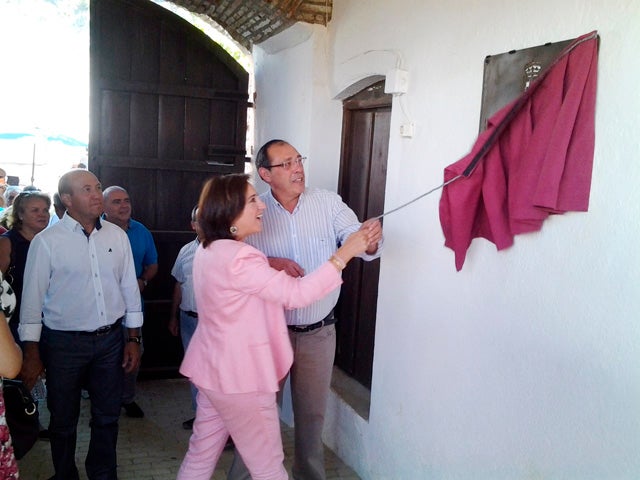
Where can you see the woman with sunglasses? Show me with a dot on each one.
(29, 215)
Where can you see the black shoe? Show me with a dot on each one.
(133, 410)
(229, 445)
(188, 424)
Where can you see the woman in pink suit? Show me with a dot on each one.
(240, 349)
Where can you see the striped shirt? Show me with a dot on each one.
(182, 271)
(319, 224)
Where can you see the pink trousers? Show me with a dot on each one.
(252, 421)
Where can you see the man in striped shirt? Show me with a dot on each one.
(302, 227)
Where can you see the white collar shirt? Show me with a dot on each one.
(182, 271)
(79, 282)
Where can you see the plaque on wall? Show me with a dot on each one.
(508, 75)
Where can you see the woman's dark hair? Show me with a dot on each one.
(20, 204)
(221, 201)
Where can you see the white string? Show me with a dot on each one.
(418, 198)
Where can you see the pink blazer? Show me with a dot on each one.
(241, 343)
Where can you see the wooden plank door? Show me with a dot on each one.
(168, 110)
(363, 171)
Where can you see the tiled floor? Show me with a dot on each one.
(153, 447)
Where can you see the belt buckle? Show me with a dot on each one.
(103, 330)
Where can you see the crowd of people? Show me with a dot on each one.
(253, 304)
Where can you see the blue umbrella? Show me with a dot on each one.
(70, 141)
(38, 136)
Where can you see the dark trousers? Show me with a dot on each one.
(74, 361)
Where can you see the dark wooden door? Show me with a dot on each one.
(363, 172)
(168, 110)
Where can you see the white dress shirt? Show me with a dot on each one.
(182, 271)
(78, 282)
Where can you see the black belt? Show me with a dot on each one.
(103, 330)
(328, 320)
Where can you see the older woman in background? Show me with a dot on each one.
(241, 350)
(29, 216)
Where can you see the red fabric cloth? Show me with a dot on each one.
(538, 161)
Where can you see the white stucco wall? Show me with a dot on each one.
(526, 364)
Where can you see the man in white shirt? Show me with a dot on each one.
(81, 288)
(301, 228)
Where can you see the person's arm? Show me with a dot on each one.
(133, 316)
(147, 275)
(375, 234)
(10, 354)
(174, 323)
(286, 265)
(33, 294)
(5, 254)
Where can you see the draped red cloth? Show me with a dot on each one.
(534, 159)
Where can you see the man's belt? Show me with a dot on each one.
(103, 330)
(328, 320)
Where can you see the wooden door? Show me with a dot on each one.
(363, 171)
(168, 110)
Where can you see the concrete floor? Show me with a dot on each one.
(152, 448)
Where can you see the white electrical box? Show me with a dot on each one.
(397, 81)
(406, 130)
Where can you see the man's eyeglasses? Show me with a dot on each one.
(288, 164)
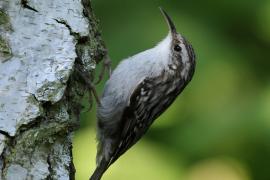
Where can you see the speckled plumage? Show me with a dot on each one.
(140, 89)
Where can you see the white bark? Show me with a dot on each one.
(39, 91)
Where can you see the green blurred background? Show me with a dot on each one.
(219, 127)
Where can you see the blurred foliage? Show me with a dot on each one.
(219, 127)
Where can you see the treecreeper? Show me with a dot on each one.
(139, 90)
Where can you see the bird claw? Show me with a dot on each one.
(106, 65)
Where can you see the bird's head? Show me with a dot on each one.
(180, 50)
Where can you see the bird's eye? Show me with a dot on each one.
(177, 48)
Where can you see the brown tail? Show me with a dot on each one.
(99, 171)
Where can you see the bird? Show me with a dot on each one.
(138, 91)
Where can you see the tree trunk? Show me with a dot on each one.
(41, 45)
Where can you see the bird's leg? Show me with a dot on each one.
(106, 65)
(89, 84)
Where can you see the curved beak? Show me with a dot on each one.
(169, 21)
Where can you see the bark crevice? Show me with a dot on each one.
(39, 144)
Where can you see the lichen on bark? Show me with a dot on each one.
(40, 92)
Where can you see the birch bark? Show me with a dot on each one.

▶ **Task to complete**: Quote exactly what appears from the line containing "Where can you see the bird claw?" through the final line of the listing above, including both of those lines.

▶ **Answer to this task**:
Where can you see the bird claw? Show me with a dot on each one.
(106, 65)
Where can you see the bird's head? Show me with a dot on each one.
(180, 50)
Where can you see the bird's eye? Show me with a dot on each one.
(177, 48)
Where can you see the brown tail? Show me with a dot on each one.
(99, 171)
Where can you see the bird? Show me with a dot on each one.
(138, 91)
Where can you see the tree trunk? Show me with a dot on each one.
(41, 45)
Where can you see the bird's leg? Show me with a dot on each one.
(106, 65)
(89, 84)
Where can you see the curved beak? Show me with a dot on each one.
(169, 21)
Where can you see the bark crevice? Show me with a dot on each one.
(39, 144)
Where can you see the lichen on bark? Show me with a dot on each one.
(40, 92)
Where can you see the birch bark? Show me with a dot on each one.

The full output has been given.